[Point-per-instance localization data]
▼▼▼

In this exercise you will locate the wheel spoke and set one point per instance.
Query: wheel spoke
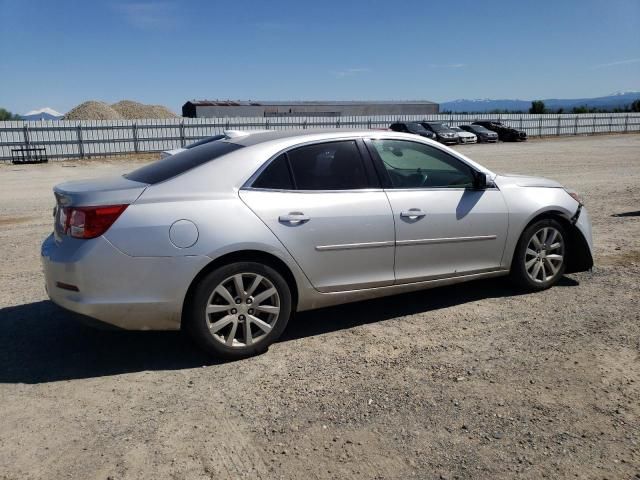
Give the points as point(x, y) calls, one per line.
point(237, 281)
point(268, 308)
point(536, 269)
point(232, 334)
point(536, 241)
point(262, 325)
point(218, 308)
point(254, 285)
point(226, 294)
point(248, 337)
point(223, 322)
point(258, 299)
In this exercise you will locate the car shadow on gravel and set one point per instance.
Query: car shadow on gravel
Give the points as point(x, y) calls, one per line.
point(40, 342)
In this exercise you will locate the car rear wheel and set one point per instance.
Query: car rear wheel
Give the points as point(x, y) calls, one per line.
point(238, 310)
point(539, 259)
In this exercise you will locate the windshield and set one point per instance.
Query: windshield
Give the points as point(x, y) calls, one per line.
point(416, 128)
point(173, 166)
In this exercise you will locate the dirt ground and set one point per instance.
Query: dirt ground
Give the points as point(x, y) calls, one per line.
point(470, 381)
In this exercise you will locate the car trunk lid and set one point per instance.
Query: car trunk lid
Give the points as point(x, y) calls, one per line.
point(100, 191)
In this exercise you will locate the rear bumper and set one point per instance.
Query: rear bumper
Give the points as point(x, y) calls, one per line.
point(134, 293)
point(582, 241)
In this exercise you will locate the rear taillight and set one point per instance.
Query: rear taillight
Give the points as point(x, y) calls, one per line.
point(90, 222)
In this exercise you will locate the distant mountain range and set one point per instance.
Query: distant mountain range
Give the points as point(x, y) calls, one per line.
point(615, 100)
point(45, 113)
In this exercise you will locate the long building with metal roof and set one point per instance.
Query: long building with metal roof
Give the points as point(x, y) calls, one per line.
point(250, 108)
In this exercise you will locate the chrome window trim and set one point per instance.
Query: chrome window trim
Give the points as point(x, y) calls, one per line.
point(280, 190)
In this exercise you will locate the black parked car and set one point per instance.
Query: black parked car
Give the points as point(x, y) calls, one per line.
point(412, 127)
point(505, 132)
point(484, 135)
point(443, 133)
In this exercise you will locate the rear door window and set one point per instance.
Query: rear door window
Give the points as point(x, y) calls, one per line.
point(328, 166)
point(175, 165)
point(276, 176)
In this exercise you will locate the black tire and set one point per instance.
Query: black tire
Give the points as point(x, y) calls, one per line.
point(196, 321)
point(519, 272)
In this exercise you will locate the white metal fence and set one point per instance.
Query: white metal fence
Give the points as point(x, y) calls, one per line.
point(82, 139)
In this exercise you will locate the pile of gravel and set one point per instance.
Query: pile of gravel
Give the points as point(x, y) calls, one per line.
point(132, 110)
point(123, 110)
point(93, 110)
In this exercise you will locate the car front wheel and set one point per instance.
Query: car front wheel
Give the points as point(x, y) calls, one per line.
point(238, 310)
point(539, 259)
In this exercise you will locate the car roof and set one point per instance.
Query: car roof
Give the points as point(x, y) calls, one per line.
point(300, 134)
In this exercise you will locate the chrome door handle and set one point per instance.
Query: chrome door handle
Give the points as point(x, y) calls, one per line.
point(412, 213)
point(294, 218)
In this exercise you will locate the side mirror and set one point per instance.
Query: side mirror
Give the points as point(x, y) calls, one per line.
point(480, 181)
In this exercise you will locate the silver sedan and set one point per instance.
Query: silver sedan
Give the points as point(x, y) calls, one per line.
point(227, 239)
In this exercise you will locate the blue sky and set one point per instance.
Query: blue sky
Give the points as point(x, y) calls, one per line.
point(58, 53)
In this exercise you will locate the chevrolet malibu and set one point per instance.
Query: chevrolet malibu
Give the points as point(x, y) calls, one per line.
point(228, 239)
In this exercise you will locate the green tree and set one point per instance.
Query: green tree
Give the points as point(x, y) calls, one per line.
point(7, 115)
point(537, 106)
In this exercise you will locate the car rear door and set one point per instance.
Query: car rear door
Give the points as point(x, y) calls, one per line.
point(324, 203)
point(444, 226)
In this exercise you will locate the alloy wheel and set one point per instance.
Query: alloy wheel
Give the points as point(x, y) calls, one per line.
point(544, 254)
point(242, 310)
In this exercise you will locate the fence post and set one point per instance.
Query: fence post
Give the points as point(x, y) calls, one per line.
point(182, 139)
point(540, 126)
point(134, 131)
point(25, 133)
point(80, 144)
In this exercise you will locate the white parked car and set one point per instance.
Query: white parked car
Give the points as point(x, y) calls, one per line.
point(465, 137)
point(227, 240)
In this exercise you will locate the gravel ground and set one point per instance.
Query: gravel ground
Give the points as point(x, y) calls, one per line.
point(470, 381)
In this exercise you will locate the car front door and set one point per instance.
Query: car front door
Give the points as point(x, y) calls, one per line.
point(444, 226)
point(324, 203)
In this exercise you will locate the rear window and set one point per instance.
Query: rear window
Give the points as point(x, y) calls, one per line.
point(175, 165)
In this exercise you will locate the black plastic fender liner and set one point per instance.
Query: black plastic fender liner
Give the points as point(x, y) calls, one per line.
point(579, 258)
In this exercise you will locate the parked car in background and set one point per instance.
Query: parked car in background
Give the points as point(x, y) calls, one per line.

▲▲▲

— Task to complete —
Out of the records above, pick each line that contains the string "range".

— Your solution —
In this exercise you will locate the distant mountain range and set one point per instance.
Query: distant mountain range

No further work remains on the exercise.